Fig. 6 OH⁻ conductivity of the AEMs in the fully hydrated (immersed) state as a function of (a) and (b) T⁻¹ and (c) the hydration number (λ).

The OH⁻ conductivity of PpTDMP was compared with benchmark PAP AEMs. Here, the homopolymer PTPipQ100 (ref. 56) was selected because it has the same terphenyl backbone and piperidinium cation (Scheme 3) as PpTDMP. The copolymer PTPipQ83 was included because of a similar IEC and water uptake in comparison with PpTDMP. As shown in Fig. 6a, PpTDMP reached higher conductivity values than the two benchmarks based on PAP. This could be attributed to the combination of the high molecular weight, reasonably high IEC, and the cationic arrangement of PpTDMP, which led to a more distinct phase separation of the AEM (Fig. 3). Moreover, the conductivity of PTPipQ100 increased only slowly with increasing water content (λ), most probably due to the high IEC and overall water uptake, leading to a dilution effect (Fig. 6c).

Scheme 3 Molecular structures of a representative PAAP, PpTDMP prepared from TFPip (a), and two corresponding benchmark PAPs for reference: PTPipQ100 (b) and PTPipQ83 (c), both derived from piperidone (counter ions omitted).

|---|

**PROBLEM REQUIREMENTS**
Copy the passage on membrane conductivity above word for word, starting with "The OH⁻ conductivity" and going on through "effect (Fig. 6c).".

**PROVIDED MATERIAL**
|---|

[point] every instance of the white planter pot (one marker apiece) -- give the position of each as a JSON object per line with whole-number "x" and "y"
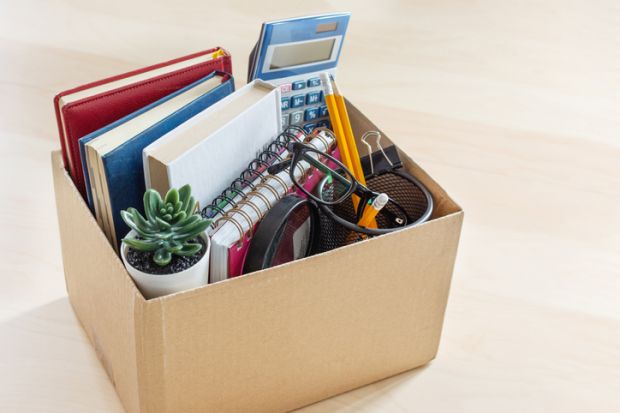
{"x": 156, "y": 285}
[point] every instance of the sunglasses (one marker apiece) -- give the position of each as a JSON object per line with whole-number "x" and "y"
{"x": 338, "y": 184}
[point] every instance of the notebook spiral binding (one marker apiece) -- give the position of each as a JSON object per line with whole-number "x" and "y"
{"x": 257, "y": 168}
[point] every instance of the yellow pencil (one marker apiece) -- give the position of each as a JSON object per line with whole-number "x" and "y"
{"x": 350, "y": 138}
{"x": 334, "y": 118}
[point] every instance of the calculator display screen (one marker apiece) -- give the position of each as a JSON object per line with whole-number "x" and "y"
{"x": 302, "y": 53}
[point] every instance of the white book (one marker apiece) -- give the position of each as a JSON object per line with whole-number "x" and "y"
{"x": 215, "y": 146}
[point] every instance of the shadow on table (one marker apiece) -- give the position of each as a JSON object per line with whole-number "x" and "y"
{"x": 364, "y": 399}
{"x": 52, "y": 364}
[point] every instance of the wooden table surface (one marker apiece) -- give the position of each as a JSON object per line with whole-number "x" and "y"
{"x": 514, "y": 107}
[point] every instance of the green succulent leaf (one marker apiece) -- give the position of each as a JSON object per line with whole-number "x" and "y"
{"x": 141, "y": 222}
{"x": 152, "y": 203}
{"x": 191, "y": 231}
{"x": 175, "y": 247}
{"x": 172, "y": 196}
{"x": 162, "y": 257}
{"x": 141, "y": 245}
{"x": 167, "y": 226}
{"x": 163, "y": 225}
{"x": 179, "y": 217}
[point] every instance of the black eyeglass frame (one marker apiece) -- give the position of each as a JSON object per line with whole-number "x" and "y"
{"x": 299, "y": 152}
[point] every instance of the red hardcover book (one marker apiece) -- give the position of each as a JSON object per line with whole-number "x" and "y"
{"x": 87, "y": 108}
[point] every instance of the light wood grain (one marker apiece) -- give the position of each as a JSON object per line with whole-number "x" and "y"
{"x": 513, "y": 106}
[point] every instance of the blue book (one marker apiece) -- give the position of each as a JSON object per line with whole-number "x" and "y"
{"x": 112, "y": 156}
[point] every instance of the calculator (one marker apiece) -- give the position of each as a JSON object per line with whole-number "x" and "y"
{"x": 291, "y": 53}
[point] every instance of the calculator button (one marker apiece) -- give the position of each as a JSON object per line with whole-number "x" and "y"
{"x": 286, "y": 103}
{"x": 323, "y": 124}
{"x": 314, "y": 82}
{"x": 311, "y": 114}
{"x": 300, "y": 84}
{"x": 309, "y": 127}
{"x": 297, "y": 117}
{"x": 322, "y": 111}
{"x": 297, "y": 101}
{"x": 312, "y": 98}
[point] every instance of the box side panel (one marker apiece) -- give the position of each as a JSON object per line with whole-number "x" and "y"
{"x": 295, "y": 334}
{"x": 100, "y": 291}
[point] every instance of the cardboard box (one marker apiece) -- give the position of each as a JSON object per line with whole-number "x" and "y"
{"x": 272, "y": 341}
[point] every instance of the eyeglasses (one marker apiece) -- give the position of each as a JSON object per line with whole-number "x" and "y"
{"x": 337, "y": 186}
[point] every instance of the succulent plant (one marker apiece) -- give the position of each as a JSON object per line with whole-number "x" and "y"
{"x": 168, "y": 227}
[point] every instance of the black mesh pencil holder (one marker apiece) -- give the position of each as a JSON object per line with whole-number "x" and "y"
{"x": 413, "y": 198}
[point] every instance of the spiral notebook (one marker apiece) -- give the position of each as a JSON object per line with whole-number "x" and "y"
{"x": 234, "y": 222}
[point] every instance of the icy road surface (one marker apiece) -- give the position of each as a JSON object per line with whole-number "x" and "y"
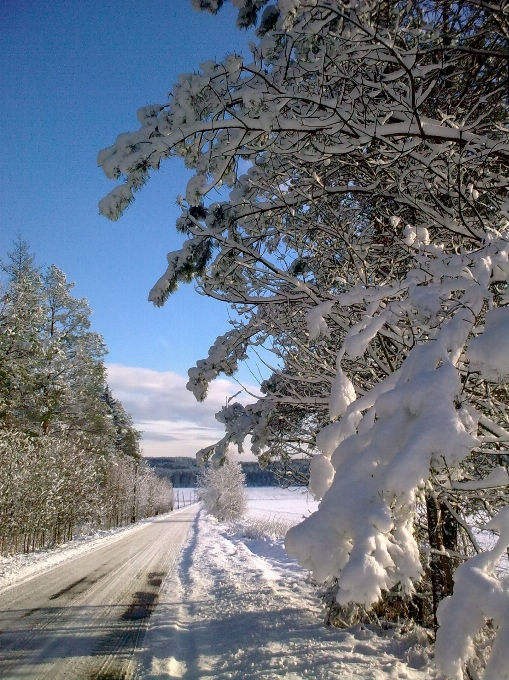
{"x": 84, "y": 618}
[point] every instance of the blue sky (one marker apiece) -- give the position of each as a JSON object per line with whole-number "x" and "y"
{"x": 73, "y": 74}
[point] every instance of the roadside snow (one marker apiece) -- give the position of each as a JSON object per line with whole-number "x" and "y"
{"x": 21, "y": 567}
{"x": 238, "y": 607}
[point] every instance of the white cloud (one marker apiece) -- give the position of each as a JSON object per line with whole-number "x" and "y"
{"x": 173, "y": 422}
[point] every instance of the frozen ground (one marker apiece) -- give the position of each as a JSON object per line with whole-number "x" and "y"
{"x": 238, "y": 607}
{"x": 21, "y": 567}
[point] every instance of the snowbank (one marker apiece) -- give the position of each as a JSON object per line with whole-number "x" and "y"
{"x": 239, "y": 607}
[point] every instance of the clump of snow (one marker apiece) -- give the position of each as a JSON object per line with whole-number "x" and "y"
{"x": 342, "y": 392}
{"x": 489, "y": 352}
{"x": 479, "y": 595}
{"x": 238, "y": 607}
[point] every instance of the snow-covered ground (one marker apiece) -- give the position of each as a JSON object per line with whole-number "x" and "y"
{"x": 238, "y": 607}
{"x": 20, "y": 567}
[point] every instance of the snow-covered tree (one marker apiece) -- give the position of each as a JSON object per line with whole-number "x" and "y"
{"x": 367, "y": 247}
{"x": 222, "y": 490}
{"x": 69, "y": 453}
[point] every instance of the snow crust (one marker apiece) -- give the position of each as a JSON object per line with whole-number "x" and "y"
{"x": 22, "y": 567}
{"x": 238, "y": 607}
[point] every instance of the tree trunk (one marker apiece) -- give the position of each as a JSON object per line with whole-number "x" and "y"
{"x": 442, "y": 533}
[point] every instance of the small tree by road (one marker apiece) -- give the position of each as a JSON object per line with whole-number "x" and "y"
{"x": 222, "y": 490}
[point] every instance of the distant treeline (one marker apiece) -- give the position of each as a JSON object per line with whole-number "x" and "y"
{"x": 183, "y": 472}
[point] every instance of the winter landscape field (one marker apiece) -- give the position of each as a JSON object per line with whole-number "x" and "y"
{"x": 246, "y": 242}
{"x": 236, "y": 606}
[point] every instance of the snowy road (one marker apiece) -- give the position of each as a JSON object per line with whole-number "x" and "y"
{"x": 84, "y": 618}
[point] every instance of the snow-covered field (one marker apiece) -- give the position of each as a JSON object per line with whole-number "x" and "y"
{"x": 238, "y": 607}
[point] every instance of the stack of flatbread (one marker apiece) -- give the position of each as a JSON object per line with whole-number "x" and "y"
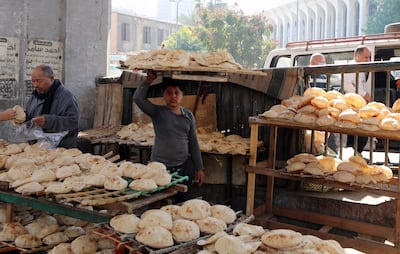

|---|

**TASK OUTPUT**
The OH⁻ conductivity of PpTDMP was compared with benchmark PAP AEMs. Here, the homopolymer PTPipQ100 (ref. 56) was selected because it has the same terphenyl backbone and piperidinium cation (Scheme 3) as PpTDMP. The copolymer PTPipQ83 was included because of a similar IEC and water uptake in comparison with PpTDMP. As shown in Fig. 6a, PpTDMP reached higher conductivity values than the two benchmarks based on PAP. This could be attributed to the combination of the high molecular weight, reasonably high IEC, and the cationic arrangement of PpTDMP, which led to a more distinct phase separation of the AEM (Fig. 3). Moreover, the conductivity of PTPipQ100 increased only slowly with increasing water content (λ), most probably due to the high IEC and overall water uptake, leading to a dilution effect (Fig. 6c).